About this task: Your output should reproduce each entry exactly, with none of its pictures.

(Source data)
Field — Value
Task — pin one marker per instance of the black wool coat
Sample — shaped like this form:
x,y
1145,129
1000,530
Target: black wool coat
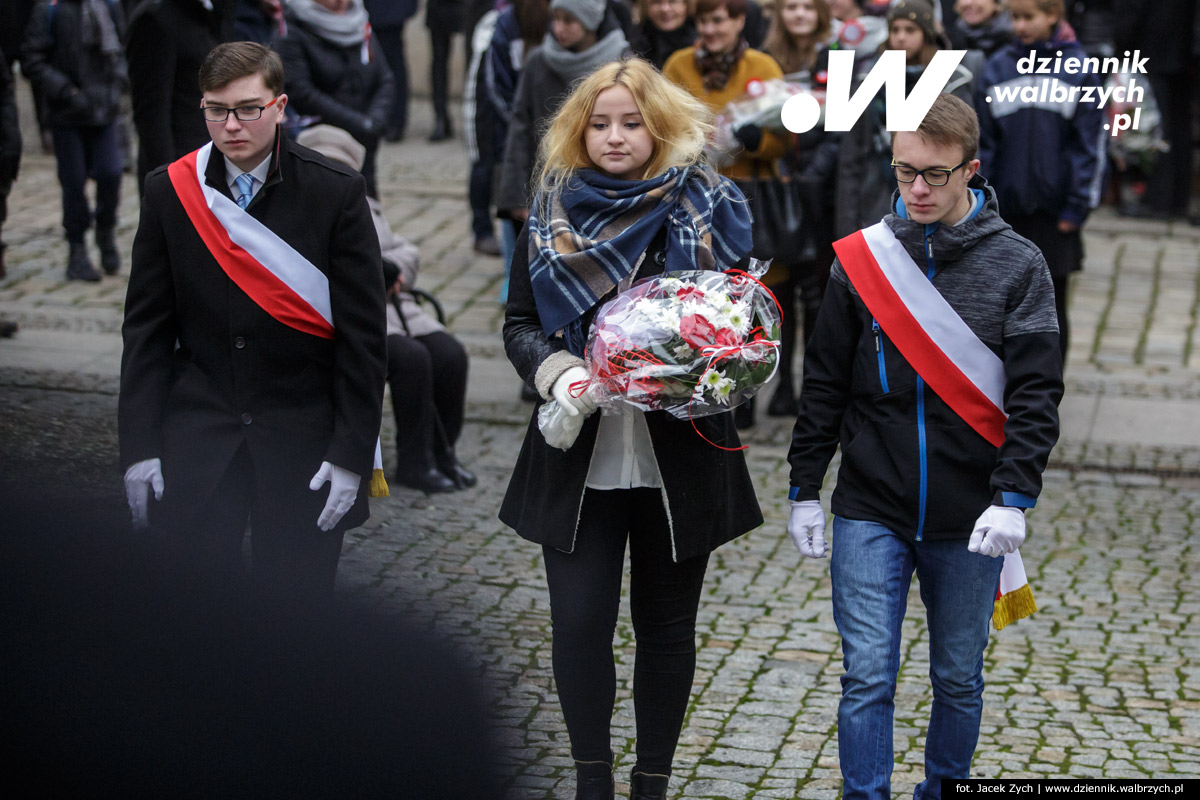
x,y
207,371
708,493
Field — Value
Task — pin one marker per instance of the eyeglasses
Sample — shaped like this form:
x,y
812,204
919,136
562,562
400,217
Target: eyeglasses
x,y
933,175
244,114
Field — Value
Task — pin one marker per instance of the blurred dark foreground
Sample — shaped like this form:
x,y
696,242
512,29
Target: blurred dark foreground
x,y
123,677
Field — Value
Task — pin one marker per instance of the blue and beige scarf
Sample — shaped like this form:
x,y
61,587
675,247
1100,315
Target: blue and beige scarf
x,y
593,232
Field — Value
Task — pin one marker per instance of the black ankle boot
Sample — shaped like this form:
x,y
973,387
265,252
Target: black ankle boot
x,y
109,259
645,786
593,781
78,264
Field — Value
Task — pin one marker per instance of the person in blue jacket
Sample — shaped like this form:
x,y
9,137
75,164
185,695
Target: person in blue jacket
x,y
1044,158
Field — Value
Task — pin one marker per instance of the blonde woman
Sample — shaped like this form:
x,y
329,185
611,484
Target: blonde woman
x,y
622,194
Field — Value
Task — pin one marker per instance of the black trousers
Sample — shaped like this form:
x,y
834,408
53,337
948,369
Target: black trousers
x,y
585,595
292,557
427,376
84,152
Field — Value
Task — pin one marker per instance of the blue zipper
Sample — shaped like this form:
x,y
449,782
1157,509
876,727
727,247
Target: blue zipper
x,y
923,493
879,354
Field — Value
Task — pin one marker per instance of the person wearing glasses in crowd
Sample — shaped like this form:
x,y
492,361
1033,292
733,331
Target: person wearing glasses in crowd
x,y
255,342
935,366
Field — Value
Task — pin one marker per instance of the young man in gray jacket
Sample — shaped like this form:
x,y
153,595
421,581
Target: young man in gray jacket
x,y
935,365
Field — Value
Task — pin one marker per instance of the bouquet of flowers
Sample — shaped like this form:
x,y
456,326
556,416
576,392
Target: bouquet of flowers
x,y
689,343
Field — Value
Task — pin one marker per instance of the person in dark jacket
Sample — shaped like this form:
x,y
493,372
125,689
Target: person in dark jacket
x,y
919,485
1045,163
665,26
444,19
337,73
388,18
10,162
165,46
583,36
642,477
237,405
72,53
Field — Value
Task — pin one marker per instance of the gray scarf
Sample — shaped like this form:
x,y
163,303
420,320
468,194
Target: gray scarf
x,y
97,28
346,29
569,65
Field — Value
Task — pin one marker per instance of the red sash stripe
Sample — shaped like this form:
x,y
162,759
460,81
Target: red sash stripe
x,y
271,294
915,344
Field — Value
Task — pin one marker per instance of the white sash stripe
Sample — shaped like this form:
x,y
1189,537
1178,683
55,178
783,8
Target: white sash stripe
x,y
943,325
275,254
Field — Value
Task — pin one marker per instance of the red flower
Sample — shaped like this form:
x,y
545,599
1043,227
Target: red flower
x,y
696,331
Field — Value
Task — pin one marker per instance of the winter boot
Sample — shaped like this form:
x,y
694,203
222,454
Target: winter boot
x,y
593,781
645,786
109,259
78,264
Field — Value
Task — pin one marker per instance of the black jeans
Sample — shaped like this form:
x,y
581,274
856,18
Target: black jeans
x,y
585,595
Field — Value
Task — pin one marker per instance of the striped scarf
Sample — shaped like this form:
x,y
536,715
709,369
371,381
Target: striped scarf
x,y
592,233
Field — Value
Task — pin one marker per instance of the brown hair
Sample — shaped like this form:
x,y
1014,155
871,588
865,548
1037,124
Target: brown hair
x,y
951,121
733,7
797,53
233,60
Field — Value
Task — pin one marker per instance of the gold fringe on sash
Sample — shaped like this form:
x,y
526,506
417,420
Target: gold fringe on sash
x,y
1015,605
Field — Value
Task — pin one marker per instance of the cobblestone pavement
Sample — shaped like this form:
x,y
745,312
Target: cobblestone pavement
x,y
1102,681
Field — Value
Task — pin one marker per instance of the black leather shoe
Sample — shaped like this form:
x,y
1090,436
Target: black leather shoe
x,y
430,481
783,403
109,258
593,781
442,130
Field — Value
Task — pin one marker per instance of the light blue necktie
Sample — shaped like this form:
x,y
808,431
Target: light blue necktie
x,y
244,182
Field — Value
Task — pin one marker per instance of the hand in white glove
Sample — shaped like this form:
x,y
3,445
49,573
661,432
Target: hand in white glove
x,y
343,489
562,391
139,479
1000,530
807,528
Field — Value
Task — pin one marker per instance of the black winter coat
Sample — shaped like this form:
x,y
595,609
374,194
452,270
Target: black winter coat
x,y
708,493
166,46
207,371
331,82
81,85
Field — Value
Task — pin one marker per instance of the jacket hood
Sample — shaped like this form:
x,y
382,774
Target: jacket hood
x,y
949,242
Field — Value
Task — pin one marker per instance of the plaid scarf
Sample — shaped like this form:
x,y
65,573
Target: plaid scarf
x,y
593,232
717,67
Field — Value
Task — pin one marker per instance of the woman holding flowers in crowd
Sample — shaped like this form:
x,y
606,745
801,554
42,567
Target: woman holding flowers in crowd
x,y
622,194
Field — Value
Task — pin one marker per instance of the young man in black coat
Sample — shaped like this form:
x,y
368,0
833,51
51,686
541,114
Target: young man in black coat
x,y
252,374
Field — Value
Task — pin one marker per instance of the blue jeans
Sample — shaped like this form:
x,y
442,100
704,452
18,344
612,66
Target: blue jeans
x,y
871,570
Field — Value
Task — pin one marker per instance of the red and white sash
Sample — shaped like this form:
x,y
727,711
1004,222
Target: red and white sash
x,y
271,272
946,353
929,334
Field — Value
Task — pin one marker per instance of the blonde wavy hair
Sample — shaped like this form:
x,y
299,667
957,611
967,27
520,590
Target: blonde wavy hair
x,y
679,122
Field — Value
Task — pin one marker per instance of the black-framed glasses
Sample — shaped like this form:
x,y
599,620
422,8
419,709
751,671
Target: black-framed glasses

Exercise output:
Field — Value
Task — pin one marker per instance of the black wool coat
Sample — shaped like this form:
x,y
1145,129
1000,530
Target: black wool coat
x,y
207,371
708,493
Field — Value
Task — pin one marker per instance of the eyeglasses
Sample — shaped like this form:
x,y
812,204
919,136
562,562
400,217
Target: eyeglasses
x,y
933,175
244,114
Field — Value
Task — pin one marker per instance of the blurred dark foreground
Sample — shaped like this form:
x,y
696,242
512,29
Target: blurred dark foreground
x,y
123,677
Field — Value
Task — pin one marker per instance of the blue and beige scarf
Sample — shaped like this form:
x,y
61,587
675,247
1100,315
Target: blue and beige scarf
x,y
593,232
Field — Value
Task — pin one marker per instance of the black ankle boot
Sample — shaped like this form:
x,y
973,387
265,252
Target: black ankle boot
x,y
109,259
645,786
593,781
78,264
Field — Value
Task — pin one marker per instance of the person in blue jacket
Sample — shaped like this form:
x,y
9,137
75,164
185,695
Target: person in blue jacket
x,y
1044,158
Field — Value
Task — pin one marker per instance of the blonde woman
Sample — shaped like this form:
x,y
329,185
611,484
Target: blonde woman
x,y
622,194
Field — Value
Task — pin one marker per instance of the black trousers
Sample — shaped like this form:
x,y
834,408
53,337
948,369
Target: black trousers
x,y
585,595
292,557
427,376
84,152
Field — Value
Task — pin one marker per instance of the blue zipper
Sample — shaped like this form:
x,y
449,782
1157,509
876,727
727,247
Target: blue zipper
x,y
923,493
879,354
Field — Value
Task — pin one marker per instance of the person wearing glasses in crowd
Sample — shaped like this form:
x,y
492,361
1033,292
733,331
Target: person wearing glasses in crowd
x,y
255,342
935,366
Field — Value
Task — pin one marker per instance of the young man in gray jacket
Sample — shaped like this form:
x,y
153,595
421,581
Target: young man in gray jacket
x,y
935,365
Field — Value
Task — pin one marker per instance of the bouquet of flowers
Sample — shaped like this form:
x,y
456,326
556,416
576,392
Target: bouquet of flowers
x,y
689,343
Field — Value
Task — pin one marker per instance of the person in dark jacket
Sample — shaped like this form:
x,y
493,372
125,689
Target: person in dark jacket
x,y
919,485
1045,163
665,26
444,19
337,73
388,18
10,162
165,46
583,36
642,477
237,405
72,53
Field — Value
Task — pin one marker per instance of the gray scarf
Sample — shaped like this form:
x,y
163,303
420,320
468,194
Target: gray scarf
x,y
97,28
346,29
569,65
Field — Value
Task — pin one marker per instance of the red sash stripe
Sample — shaped like this form:
x,y
162,759
460,81
Target: red sash stripe
x,y
271,294
915,344
Field — Value
Task — pin one marker per instance of the white sash stripe
Sample — shaped like this form:
x,y
1189,537
1178,683
55,178
783,8
Target: white sash stripe
x,y
943,325
275,254
Field — Value
Task — pin one marker per instance of the red flower
Sample — shaped like this form:
x,y
545,599
1043,227
Target: red flower
x,y
696,331
Field — Value
Task — pin one marker per instance of the winter boot
Sample — shaped like this form:
x,y
694,203
222,454
Target: winter boot
x,y
593,781
645,786
109,259
78,264
Field — Value
Task — pin one marker per instance of the black jeans
Sample — shaped like this form:
x,y
581,274
856,18
Target: black jeans
x,y
585,595
Field — Value
Task — pin one marker per instance of the striped scarf
Sample — shaped like this form:
x,y
536,715
709,369
371,381
Target: striped scarf
x,y
592,233
Field — Value
Task — pin one marker per instance of the brown hair
Sample — shaped like this form:
x,y
1014,155
871,588
865,548
1037,124
Target: brown hair
x,y
951,121
733,7
797,53
233,60
Field — Value
Task — pin one marker per instance of the gold fringe on sash
Sample — shaped like this form:
x,y
526,506
417,420
Target: gold fringe on sash
x,y
1015,605
Field — Value
Task — pin one marker per instance of the cobblestone pavement
Sample — shaped like this form:
x,y
745,312
Target: cobblestone pavement
x,y
1102,681
Field — Value
Task — pin one marker per instance of the black leather shoe
Sample — shaped like this form:
x,y
1090,436
Target: black leather shoe
x,y
430,481
783,403
109,258
593,781
442,130
Field — Value
Task — pin one marker per instance of the light blue necktie
Sample — shaped like this form:
x,y
808,431
Target: light blue necktie
x,y
244,182
Field — Value
Task — pin one marker per instance of the hand in white glove
Sample — shaped like this form:
x,y
3,445
49,573
661,432
Target: hand in white glove
x,y
343,489
562,391
139,479
1000,530
807,528
Field — Value
Task — pin one marker per instance of the black winter coat
Sample — shaped like this form:
x,y
595,609
374,194
452,270
Target: black winter coat
x,y
708,493
166,46
207,371
331,82
81,85
Field — Value
Task — pin one marker per instance of the jacket hood
Sample — shaped like this form:
x,y
382,774
Target: jacket hood
x,y
949,242
Field — Value
Task — pin one marker per instance of the plaid scarf
Sample — shaped like this form:
x,y
65,573
Target: plaid scarf
x,y
593,232
717,67
Field — Value
Task — pin one marker per instance of the woman holding flowers in crowd
Sample — shaped like this form:
x,y
606,745
801,554
42,567
Target: woman holding flowers in crowd
x,y
622,194
Field — Value
Task — pin one marker per instance of the young man in black coat
Sample — shaped like this form:
x,y
368,0
833,51
51,686
541,114
Target: young man in black coat
x,y
252,374
Field — Value
Task — pin one marker per instance of the blue jeans
Sample — shaped like this form:
x,y
442,100
704,452
18,344
612,66
Target: blue jeans
x,y
871,570
Field — Value
Task — pin one marker per instance of the red and white sash
Sample — shaped like this form:
x,y
727,711
1004,222
Target: red and white sash
x,y
271,272
946,353
929,334
Field — Value
Task — pin one marker per instance of the blonde wavy hair
Sample — shaped like this form:
x,y
299,667
957,611
967,27
520,590
Target: blonde wavy hair
x,y
679,122
Field — Value
Task — pin one marker per instance of the black-framed glasses
Sample — shaped like this form:
x,y
599,620
422,8
419,709
751,671
Target: black-framed glasses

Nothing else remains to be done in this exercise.